Audiences and critics alike have long been fascinated with the concept of the actor stepping behind the camera to write or direct. Considering how instrumental star appeal is to cinema, that’s not surprising; when a familiar face opts for invisibility and moves behind the camera, they seem to offer us the chance to achieve a level of intimacy we couldn’t reach after even the most exhaustive binge-watch of their filmography.
That’s not the whole picture, of course. Psychological intrigue is a great magnet for our attention, but it tends to work best when the actor-turned-director or -writer in question is particularly enigmatic in the first place. For some performers, that level of anticipation for a behind-the-camera debut might not initially be there, so it’s left to the fruits of their creative labor to do all the talking (it might not be true as often as we’d like, but the movies can still be a meritocratic business, after all).
Discovering a compelling, inspired directorial vision or original voice out of the blue is one of the great, precious thrills of cinema, and when it turns out to come from the mind of a recognizable face, the discovery is all the more exciting. Our appetites for such revelations had been thoroughly whetted by 2017, a year that had let slip to us the fact that two of the most indispensable voices in modern American cinema – Greta Gerwig and Jordan Peele – had been staring us in the face this whole time.

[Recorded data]
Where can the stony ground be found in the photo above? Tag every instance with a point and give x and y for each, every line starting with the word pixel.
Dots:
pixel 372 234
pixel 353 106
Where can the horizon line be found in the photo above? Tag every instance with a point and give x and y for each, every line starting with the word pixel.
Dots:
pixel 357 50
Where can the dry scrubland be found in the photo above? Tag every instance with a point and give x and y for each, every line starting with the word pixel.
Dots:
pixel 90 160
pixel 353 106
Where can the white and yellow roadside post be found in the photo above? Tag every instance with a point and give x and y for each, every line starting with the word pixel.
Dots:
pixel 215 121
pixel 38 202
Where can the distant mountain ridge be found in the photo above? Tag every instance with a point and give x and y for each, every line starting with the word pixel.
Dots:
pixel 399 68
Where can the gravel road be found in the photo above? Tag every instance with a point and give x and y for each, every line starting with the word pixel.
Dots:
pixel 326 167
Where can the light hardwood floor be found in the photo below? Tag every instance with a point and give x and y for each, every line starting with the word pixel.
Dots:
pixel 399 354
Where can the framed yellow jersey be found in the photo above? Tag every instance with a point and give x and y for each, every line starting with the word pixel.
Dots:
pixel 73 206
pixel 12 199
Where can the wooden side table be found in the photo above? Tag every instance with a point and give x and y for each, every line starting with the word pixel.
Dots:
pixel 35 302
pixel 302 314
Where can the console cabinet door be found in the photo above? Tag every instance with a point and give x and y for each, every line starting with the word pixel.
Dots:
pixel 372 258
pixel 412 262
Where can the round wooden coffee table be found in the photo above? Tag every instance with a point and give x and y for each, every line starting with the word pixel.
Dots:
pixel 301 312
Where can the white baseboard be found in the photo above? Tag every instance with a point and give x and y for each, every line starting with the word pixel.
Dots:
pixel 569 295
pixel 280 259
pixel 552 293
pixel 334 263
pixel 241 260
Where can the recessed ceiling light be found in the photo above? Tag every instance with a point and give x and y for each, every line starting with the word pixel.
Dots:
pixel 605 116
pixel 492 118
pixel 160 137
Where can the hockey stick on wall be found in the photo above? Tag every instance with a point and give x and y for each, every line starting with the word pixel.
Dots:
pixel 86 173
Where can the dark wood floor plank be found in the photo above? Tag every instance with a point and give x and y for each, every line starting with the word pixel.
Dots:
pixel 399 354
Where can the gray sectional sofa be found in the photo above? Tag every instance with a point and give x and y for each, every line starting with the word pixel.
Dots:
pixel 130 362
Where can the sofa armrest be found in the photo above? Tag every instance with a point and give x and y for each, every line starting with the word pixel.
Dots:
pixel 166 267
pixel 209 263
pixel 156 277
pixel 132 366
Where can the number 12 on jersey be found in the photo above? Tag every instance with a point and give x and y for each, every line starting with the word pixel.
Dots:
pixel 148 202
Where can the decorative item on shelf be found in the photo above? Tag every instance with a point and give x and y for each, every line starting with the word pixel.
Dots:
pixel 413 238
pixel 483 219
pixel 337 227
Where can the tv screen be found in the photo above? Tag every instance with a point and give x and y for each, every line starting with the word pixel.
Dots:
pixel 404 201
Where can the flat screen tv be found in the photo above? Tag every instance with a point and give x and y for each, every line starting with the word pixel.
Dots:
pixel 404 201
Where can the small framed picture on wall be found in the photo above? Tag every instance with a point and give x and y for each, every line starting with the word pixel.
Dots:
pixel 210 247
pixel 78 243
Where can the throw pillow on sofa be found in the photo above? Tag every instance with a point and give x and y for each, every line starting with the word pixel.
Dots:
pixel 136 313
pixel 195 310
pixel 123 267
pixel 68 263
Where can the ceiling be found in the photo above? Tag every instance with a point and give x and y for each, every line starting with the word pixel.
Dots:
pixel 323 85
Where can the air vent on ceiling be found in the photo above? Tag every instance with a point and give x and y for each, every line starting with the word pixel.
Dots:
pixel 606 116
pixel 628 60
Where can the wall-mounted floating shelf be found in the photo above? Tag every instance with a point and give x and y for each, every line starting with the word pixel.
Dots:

TASK A:
In the passage about actors who move behind the camera, which two people does it name as indispensable voices in modern American cinema?
TASK B:
Pick up the passage about actors who move behind the camera after its final sentence, and continue it.

EXERCISE RESPONSE A:
Greta Gerwig and Jordan Peele.

EXERCISE RESPONSE B:
Then 2018 one-upped even that banner year for actors-turned-writers and -directors with impressive debuts from Bradley Cooper, Paul Dano, Jonah Hill, and Bo Burnham enlightening us to the fact that some of our most familiar faces have been hiding more than one trick up their sleeves for a while, too.
For all their varying degrees of success – consider the plaudits for Burnham’s Eighth Grade versus the universal panning of Entourage star Kevin Connolly’s Gotti, for example – 2018’s cohort were largely and conspicuously of one demographic: white and male. Hardly surprising; 2018 was just a sample that proves what we’ve known for years: that it’s easiest for white men to get their movies made, especially those well-connected and of means, which big-name actors always are.
Looking ahead, though, 2019 offers a few hopeful inklings of change. The stars set to swap onscreen roles for behind-the-scenes work this year are a much more diverse cohort, a fact that’s reflected in the diversity of the stories they’ll tell. While it’s impossible to gauge just how well these projects will fare under the capricious climate of the moviegoing calendar, it’s worth taking a look ahead to the slate of projects directed and written by familiar faces we can look forward to seeing and hearing more about in the new year.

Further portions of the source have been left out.